• [INSTRUCTION]: Which lines in the data below contain the word "purple"? Copy each of them in full.

Photo object pointing records:
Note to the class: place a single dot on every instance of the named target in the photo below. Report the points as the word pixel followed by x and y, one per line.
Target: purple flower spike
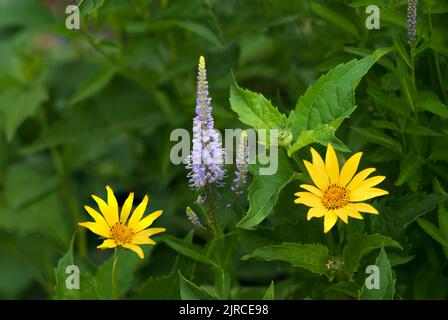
pixel 242 165
pixel 412 21
pixel 206 160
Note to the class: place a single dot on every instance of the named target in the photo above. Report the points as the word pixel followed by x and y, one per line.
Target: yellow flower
pixel 338 193
pixel 117 229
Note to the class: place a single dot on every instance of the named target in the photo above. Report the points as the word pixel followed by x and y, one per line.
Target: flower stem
pixel 115 295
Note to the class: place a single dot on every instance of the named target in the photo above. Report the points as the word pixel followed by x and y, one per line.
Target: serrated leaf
pixel 335 18
pixel 311 257
pixel 359 245
pixel 350 289
pixel 128 264
pixel 433 231
pixel 332 97
pixel 386 288
pixel 408 167
pixel 421 131
pixel 379 137
pixel 269 294
pixel 429 101
pixel 322 134
pixel 264 191
pixel 191 291
pixel 397 214
pixel 255 110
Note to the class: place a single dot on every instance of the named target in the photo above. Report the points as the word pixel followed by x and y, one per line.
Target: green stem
pixel 115 294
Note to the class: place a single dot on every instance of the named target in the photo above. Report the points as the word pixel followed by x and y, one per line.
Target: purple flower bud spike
pixel 412 21
pixel 206 160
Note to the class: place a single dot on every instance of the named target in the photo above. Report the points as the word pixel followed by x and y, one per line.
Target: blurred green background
pixel 82 109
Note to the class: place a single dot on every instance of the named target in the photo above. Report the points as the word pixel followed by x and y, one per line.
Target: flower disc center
pixel 121 233
pixel 335 197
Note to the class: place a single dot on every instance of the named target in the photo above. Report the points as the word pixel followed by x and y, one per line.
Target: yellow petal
pixel 363 207
pixel 316 212
pixel 105 210
pixel 366 194
pixel 359 177
pixel 342 214
pixel 329 220
pixel 127 207
pixel 320 179
pixel 96 216
pixel 349 169
pixel 332 165
pixel 147 221
pixel 353 213
pixel 309 200
pixel 134 248
pixel 151 231
pixel 371 182
pixel 312 189
pixel 107 244
pixel 138 213
pixel 140 239
pixel 112 203
pixel 96 228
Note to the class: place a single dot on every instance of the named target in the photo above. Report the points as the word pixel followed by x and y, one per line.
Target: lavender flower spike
pixel 206 160
pixel 412 21
pixel 242 165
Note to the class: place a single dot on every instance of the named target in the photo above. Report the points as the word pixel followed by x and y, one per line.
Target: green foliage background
pixel 82 109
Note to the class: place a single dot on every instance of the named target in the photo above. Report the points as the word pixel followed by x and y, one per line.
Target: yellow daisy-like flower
pixel 338 193
pixel 117 229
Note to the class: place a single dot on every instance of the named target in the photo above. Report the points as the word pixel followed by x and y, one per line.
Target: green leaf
pixel 421 131
pixel 359 245
pixel 190 291
pixel 128 264
pixel 45 217
pixel 323 134
pixel 94 84
pixel 398 213
pixel 264 191
pixel 269 294
pixel 332 97
pixel 408 168
pixel 379 137
pixel 312 257
pixel 255 110
pixel 202 31
pixel 432 230
pixel 188 249
pixel 19 104
pixel 28 182
pixel 335 18
pixel 89 6
pixel 429 101
pixel 386 289
pixel 86 289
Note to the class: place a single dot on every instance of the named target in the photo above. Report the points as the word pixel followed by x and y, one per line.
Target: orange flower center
pixel 121 233
pixel 335 197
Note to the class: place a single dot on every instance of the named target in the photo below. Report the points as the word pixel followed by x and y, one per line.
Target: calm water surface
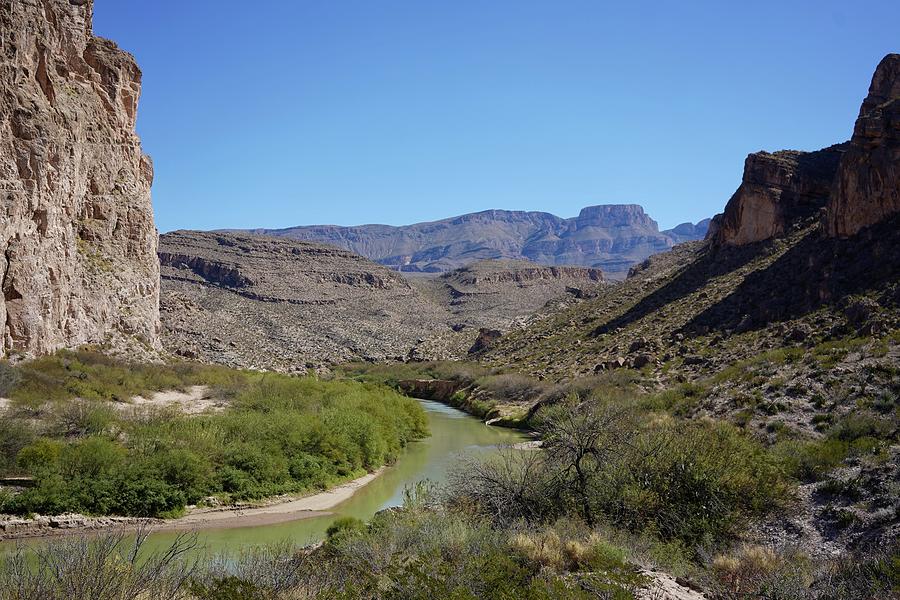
pixel 453 434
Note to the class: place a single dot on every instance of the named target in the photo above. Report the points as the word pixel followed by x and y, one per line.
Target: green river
pixel 453 433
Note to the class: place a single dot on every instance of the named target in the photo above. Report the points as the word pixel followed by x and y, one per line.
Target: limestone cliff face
pixel 77 239
pixel 867 188
pixel 777 190
pixel 611 237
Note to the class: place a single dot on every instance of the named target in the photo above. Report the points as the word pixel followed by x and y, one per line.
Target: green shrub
pixel 9 378
pixel 694 482
pixel 344 526
pixel 811 460
pixel 280 435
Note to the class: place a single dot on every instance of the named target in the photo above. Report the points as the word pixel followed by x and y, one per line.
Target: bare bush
pixel 514 485
pixel 109 566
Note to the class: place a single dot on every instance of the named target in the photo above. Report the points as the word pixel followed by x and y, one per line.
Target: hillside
pixel 609 237
pixel 77 237
pixel 783 322
pixel 265 302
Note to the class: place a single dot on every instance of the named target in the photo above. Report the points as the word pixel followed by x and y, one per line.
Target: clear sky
pixel 275 113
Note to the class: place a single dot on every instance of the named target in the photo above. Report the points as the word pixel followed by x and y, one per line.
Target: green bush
pixel 694 483
pixel 9 378
pixel 344 526
pixel 280 435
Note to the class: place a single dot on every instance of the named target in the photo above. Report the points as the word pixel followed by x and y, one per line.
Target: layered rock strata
pixel 77 239
pixel 867 189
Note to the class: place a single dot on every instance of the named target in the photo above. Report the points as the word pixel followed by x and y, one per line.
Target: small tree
pixel 582 440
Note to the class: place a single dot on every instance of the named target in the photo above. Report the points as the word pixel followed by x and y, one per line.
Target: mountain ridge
pixel 612 237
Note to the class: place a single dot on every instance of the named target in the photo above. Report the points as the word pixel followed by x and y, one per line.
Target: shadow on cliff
pixel 709 265
pixel 816 272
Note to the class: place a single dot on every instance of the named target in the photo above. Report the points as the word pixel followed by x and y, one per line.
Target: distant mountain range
pixel 612 237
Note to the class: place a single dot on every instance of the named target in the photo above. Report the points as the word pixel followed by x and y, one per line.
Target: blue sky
pixel 276 113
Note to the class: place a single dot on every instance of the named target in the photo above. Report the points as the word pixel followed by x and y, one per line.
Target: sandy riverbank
pixel 280 510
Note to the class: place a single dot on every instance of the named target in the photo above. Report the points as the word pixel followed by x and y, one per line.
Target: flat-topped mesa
pixel 615 215
pixel 778 190
pixel 77 239
pixel 610 237
pixel 867 188
pixel 498 272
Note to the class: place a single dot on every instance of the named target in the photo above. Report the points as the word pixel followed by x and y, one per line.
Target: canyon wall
pixel 77 239
pixel 867 188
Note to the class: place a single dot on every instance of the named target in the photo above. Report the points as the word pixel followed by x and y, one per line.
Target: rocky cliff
pixel 495 294
pixel 856 183
pixel 778 190
pixel 868 185
pixel 610 237
pixel 77 239
pixel 252 301
pixel 265 302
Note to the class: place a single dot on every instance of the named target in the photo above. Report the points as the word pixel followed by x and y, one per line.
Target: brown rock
pixel 77 239
pixel 486 338
pixel 867 188
pixel 263 302
pixel 778 189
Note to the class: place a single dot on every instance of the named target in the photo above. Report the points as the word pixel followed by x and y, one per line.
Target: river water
pixel 453 434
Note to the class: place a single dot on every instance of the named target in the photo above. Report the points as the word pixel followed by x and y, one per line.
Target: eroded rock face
pixel 263 302
pixel 77 239
pixel 611 237
pixel 778 190
pixel 867 188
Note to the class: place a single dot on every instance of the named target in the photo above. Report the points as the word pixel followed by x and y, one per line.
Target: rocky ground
pixel 612 237
pixel 269 303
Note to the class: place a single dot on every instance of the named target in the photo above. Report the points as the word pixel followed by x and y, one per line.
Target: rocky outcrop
pixel 258 302
pixel 494 294
pixel 868 185
pixel 778 190
pixel 610 237
pixel 77 239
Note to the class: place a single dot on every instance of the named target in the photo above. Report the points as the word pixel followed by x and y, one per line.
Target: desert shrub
pixel 9 378
pixel 281 434
pixel 90 375
pixel 810 460
pixel 109 566
pixel 760 572
pixel 697 483
pixel 76 418
pixel 679 400
pixel 15 434
pixel 694 483
pixel 854 426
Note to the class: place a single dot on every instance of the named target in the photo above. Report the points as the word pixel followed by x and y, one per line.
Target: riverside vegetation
pixel 71 430
pixel 625 485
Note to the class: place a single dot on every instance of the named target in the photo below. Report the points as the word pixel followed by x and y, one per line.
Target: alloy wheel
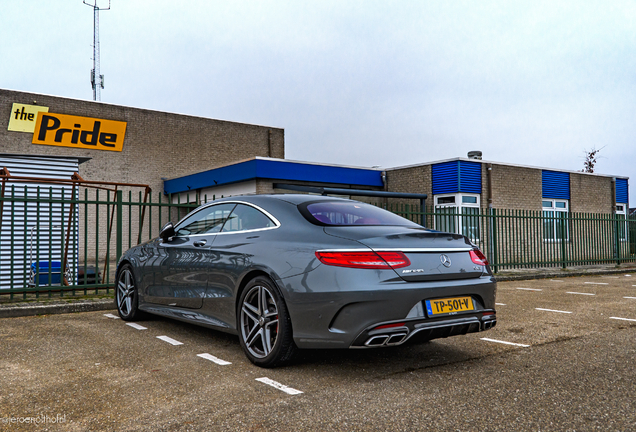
pixel 259 321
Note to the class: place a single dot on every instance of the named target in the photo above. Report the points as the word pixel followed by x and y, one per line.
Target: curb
pixel 57 308
pixel 526 276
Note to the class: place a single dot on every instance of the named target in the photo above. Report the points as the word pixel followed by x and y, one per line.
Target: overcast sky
pixel 363 83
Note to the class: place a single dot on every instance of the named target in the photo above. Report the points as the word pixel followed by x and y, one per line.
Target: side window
pixel 205 221
pixel 245 218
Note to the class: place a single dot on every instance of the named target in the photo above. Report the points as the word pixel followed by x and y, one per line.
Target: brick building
pixel 155 144
pixel 52 137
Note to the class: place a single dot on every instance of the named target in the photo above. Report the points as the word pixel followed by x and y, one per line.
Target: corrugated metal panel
pixel 469 177
pixel 445 177
pixel 555 184
pixel 622 191
pixel 32 231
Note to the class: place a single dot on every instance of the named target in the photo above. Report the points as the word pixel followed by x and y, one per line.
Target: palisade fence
pixel 513 239
pixel 68 239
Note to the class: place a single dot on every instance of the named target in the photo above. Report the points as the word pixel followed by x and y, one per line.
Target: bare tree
pixel 591 156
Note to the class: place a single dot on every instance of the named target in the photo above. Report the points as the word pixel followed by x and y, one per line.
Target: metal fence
pixel 530 239
pixel 69 240
pixel 61 241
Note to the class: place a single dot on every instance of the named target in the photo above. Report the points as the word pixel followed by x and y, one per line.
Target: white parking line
pixel 213 359
pixel 137 326
pixel 552 310
pixel 623 319
pixel 504 342
pixel 279 386
pixel 169 340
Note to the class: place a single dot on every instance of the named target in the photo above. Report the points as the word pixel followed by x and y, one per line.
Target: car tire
pixel 127 295
pixel 264 325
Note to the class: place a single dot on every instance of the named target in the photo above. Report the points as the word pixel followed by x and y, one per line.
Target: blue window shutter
pixel 445 177
pixel 555 184
pixel 622 191
pixel 469 177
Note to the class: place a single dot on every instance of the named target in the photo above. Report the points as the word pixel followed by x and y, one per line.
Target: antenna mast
pixel 97 80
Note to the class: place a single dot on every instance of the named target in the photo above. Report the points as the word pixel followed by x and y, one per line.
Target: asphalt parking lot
pixel 560 358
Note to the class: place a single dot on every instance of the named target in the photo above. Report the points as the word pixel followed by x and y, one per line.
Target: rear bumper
pixel 423 330
pixel 342 309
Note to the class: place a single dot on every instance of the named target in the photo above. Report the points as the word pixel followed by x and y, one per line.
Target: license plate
pixel 450 305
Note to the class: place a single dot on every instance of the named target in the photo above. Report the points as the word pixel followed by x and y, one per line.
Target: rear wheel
pixel 127 296
pixel 265 329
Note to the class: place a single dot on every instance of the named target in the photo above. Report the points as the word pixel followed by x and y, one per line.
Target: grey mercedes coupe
pixel 302 271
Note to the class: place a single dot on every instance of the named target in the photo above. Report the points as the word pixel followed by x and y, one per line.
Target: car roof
pixel 290 198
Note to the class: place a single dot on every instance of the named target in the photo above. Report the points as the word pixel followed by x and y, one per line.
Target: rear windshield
pixel 338 213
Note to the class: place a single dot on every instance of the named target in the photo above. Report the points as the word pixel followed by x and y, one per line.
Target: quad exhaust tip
pixel 386 340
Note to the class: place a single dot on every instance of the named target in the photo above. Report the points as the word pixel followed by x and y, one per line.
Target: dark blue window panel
pixel 445 177
pixel 456 176
pixel 469 177
pixel 276 170
pixel 555 184
pixel 622 191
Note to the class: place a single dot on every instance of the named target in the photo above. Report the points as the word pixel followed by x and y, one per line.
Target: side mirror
pixel 167 232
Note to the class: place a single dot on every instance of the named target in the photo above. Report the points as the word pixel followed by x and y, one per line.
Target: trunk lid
pixel 434 255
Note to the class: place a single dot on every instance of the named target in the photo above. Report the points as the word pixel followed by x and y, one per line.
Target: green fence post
pixel 564 225
pixel 494 228
pixel 617 240
pixel 120 225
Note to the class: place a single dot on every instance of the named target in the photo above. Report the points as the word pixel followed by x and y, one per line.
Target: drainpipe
pixel 617 240
pixel 492 243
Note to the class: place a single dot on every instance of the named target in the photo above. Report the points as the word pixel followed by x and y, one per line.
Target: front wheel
pixel 265 329
pixel 127 296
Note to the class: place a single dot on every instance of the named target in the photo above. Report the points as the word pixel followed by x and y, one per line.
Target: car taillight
pixel 478 258
pixel 368 260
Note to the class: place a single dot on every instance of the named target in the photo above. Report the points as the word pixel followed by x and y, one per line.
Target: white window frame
pixel 459 225
pixel 621 210
pixel 559 208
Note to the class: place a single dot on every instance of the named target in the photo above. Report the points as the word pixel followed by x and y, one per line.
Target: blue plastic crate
pixel 46 268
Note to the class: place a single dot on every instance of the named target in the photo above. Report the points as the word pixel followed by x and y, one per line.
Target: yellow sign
pixel 23 117
pixel 79 132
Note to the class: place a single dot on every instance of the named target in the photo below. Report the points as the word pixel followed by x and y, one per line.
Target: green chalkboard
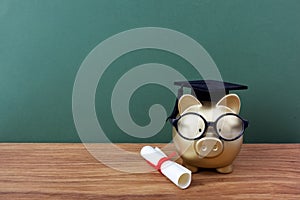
pixel 43 44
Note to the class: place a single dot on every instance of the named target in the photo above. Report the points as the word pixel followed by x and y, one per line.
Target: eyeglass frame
pixel 207 124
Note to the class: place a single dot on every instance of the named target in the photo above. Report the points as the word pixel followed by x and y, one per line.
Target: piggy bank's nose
pixel 208 147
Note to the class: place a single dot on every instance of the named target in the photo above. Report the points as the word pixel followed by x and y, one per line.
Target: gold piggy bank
pixel 208 134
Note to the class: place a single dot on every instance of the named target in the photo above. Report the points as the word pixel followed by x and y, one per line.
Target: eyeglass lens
pixel 192 126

• [RESPONSE]:
Target: purple flower spike
Target: purple flower bud spike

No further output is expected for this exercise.